- Records from a point labeling set -
** Begin **

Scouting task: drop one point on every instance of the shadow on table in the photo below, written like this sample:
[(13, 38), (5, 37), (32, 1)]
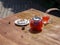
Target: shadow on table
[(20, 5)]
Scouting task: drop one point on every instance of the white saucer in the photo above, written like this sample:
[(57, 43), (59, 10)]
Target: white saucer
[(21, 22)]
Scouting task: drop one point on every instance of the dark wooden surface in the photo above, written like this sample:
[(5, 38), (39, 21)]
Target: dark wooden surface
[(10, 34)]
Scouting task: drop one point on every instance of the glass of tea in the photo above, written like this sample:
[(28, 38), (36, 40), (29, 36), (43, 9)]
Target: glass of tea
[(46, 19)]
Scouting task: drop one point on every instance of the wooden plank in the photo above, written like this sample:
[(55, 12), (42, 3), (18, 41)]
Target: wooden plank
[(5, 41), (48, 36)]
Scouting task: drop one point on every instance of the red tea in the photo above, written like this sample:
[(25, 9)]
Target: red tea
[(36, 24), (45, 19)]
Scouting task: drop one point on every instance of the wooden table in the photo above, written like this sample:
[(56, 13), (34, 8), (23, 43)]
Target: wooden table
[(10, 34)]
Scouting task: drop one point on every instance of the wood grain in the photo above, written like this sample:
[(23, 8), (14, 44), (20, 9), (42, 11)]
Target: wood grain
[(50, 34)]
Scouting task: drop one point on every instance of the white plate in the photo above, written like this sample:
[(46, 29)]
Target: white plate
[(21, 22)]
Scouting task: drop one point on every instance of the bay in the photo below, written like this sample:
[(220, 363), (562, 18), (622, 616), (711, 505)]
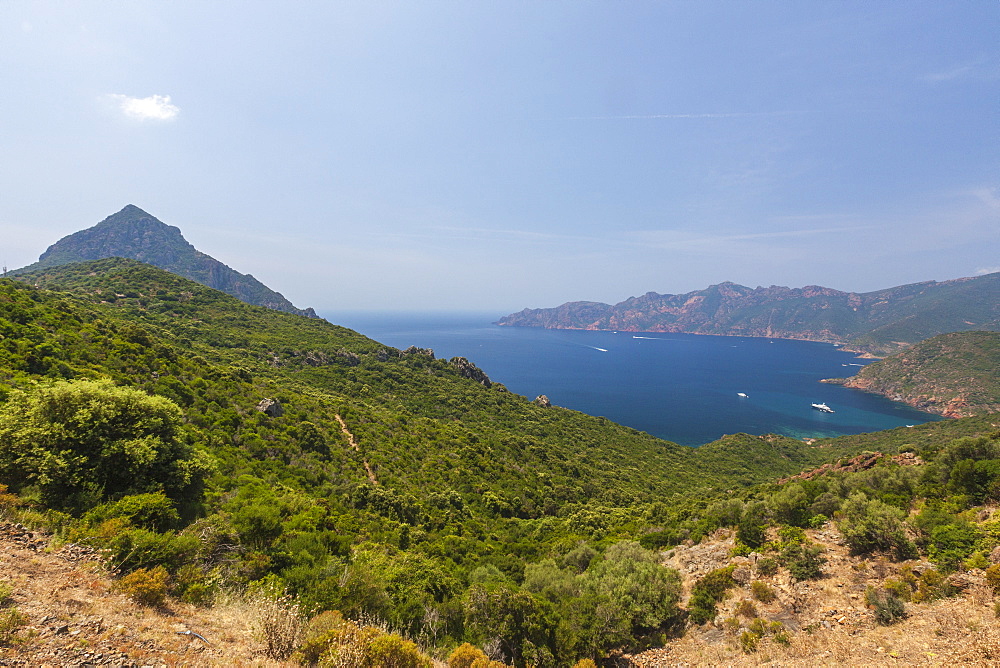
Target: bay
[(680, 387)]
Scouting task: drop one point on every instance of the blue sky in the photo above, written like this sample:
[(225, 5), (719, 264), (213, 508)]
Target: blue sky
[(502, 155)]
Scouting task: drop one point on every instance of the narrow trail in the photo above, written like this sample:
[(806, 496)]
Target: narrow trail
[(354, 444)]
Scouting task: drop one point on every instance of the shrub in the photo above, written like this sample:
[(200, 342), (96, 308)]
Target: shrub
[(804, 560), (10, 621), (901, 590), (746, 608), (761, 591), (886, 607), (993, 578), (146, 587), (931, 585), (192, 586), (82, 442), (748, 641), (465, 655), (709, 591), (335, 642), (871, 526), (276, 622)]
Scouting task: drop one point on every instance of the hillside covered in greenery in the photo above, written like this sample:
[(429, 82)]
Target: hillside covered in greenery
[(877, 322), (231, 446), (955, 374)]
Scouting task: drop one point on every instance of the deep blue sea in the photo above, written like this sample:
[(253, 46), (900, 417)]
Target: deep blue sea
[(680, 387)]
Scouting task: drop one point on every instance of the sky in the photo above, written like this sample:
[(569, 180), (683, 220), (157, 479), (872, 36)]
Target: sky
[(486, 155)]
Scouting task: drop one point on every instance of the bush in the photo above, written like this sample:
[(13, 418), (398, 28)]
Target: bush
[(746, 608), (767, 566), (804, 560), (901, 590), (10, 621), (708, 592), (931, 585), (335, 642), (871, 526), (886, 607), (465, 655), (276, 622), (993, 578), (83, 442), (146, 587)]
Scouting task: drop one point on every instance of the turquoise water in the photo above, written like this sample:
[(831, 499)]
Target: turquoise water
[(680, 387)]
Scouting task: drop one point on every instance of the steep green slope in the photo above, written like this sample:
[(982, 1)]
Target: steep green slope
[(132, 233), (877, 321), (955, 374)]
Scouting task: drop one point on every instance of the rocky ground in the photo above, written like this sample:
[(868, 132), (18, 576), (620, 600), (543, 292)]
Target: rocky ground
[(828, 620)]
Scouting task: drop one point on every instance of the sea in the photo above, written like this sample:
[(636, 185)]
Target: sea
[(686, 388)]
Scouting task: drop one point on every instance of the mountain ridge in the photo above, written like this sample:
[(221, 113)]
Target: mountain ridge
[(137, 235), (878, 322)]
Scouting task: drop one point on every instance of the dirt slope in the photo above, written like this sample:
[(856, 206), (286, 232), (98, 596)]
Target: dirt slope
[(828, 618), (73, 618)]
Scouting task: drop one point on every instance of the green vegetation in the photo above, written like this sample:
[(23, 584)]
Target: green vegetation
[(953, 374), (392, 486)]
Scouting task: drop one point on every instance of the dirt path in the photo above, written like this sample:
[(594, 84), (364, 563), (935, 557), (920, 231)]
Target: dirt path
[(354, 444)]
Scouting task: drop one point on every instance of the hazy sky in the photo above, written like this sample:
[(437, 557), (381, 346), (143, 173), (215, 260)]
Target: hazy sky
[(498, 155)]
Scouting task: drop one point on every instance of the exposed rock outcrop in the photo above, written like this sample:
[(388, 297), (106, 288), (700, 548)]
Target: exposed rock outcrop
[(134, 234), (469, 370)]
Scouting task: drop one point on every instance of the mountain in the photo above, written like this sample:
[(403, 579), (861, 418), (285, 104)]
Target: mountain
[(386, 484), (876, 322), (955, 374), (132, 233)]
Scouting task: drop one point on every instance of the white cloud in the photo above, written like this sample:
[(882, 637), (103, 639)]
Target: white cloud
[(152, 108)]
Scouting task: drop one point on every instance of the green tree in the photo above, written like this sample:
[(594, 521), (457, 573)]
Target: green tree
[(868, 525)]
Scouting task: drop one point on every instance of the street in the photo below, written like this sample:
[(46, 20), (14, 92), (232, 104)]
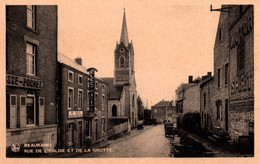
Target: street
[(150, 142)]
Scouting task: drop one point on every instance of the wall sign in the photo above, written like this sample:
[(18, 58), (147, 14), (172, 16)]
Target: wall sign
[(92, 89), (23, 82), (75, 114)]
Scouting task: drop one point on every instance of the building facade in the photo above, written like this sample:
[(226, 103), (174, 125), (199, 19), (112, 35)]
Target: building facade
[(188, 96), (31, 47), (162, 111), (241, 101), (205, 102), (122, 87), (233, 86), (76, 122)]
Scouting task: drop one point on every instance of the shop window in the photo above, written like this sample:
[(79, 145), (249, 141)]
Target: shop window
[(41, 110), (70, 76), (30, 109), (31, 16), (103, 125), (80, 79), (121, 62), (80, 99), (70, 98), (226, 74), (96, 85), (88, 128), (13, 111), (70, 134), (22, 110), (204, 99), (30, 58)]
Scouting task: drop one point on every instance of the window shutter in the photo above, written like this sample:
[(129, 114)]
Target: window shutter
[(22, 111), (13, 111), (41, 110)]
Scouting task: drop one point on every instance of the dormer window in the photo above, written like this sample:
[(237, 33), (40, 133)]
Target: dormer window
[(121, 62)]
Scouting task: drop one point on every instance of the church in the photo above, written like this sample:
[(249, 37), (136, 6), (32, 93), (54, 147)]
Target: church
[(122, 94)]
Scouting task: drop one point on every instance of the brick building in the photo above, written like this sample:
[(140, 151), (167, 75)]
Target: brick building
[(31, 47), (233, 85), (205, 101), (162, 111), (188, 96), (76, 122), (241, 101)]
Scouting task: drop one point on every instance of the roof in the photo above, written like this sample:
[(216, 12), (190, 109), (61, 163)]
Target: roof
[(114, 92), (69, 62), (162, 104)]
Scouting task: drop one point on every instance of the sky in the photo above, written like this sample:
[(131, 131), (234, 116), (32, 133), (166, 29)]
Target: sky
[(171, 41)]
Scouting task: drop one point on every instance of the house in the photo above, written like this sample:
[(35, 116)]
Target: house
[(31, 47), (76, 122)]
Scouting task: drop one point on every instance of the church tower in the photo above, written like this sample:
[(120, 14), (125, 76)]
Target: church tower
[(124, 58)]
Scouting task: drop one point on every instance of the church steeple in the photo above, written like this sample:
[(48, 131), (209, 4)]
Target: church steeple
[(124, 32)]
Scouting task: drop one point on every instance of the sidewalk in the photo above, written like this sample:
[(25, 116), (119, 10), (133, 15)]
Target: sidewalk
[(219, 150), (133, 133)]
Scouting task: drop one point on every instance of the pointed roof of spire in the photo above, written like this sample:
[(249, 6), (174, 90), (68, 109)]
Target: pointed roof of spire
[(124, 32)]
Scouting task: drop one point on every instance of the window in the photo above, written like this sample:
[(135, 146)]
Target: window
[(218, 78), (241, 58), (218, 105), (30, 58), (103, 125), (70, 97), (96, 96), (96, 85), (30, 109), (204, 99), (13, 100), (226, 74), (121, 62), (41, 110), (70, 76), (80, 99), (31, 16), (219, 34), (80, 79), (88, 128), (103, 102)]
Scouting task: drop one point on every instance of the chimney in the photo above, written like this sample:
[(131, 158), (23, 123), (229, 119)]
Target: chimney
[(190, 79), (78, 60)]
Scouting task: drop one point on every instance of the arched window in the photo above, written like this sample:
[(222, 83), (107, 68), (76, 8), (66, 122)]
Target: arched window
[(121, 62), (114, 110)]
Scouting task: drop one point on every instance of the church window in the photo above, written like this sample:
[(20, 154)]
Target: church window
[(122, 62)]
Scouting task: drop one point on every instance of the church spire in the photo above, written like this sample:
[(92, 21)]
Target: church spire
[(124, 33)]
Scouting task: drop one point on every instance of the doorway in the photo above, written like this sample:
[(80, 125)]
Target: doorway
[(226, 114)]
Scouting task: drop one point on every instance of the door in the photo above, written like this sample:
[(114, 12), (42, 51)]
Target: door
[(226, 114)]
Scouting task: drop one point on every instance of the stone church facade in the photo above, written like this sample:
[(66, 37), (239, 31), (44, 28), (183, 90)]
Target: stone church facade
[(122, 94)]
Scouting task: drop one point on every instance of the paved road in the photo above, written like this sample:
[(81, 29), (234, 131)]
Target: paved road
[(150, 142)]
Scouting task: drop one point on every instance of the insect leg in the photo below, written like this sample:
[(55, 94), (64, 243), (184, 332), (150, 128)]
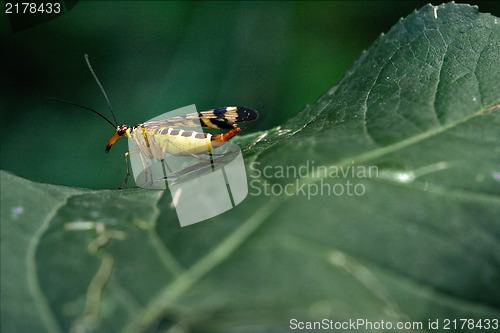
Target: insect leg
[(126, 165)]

** End **

Every line from the one containing "Scouting task: drop one point on every instance of the doorway" through the end of the entries above, both included, should be extracted exactly, with pictures left out.

Scouting task: drop one point on every instance of the doorway in the photo above, written like this sample:
[(80, 125)]
Target: doorway
[(226, 114)]
Scouting task: drop one point on every instance of the door in the photo above, written like this sample:
[(114, 12), (42, 51)]
Target: door
[(226, 114)]
Scouting task: drop one point on every instance of the stone church facade in the photo above, written like this sample:
[(66, 37), (239, 31), (44, 28), (183, 90)]
Target: stone church facade
[(122, 94)]
Scouting task: drop one point on every instance of the paved road in the photo above, written like this sample:
[(81, 29), (234, 131)]
Target: paved road
[(150, 142)]
Scouting task: drop one point on every instance of the insect leg in the photo below, written like this sample:
[(55, 94), (64, 243), (184, 332), (150, 128)]
Target: insect leg
[(126, 165)]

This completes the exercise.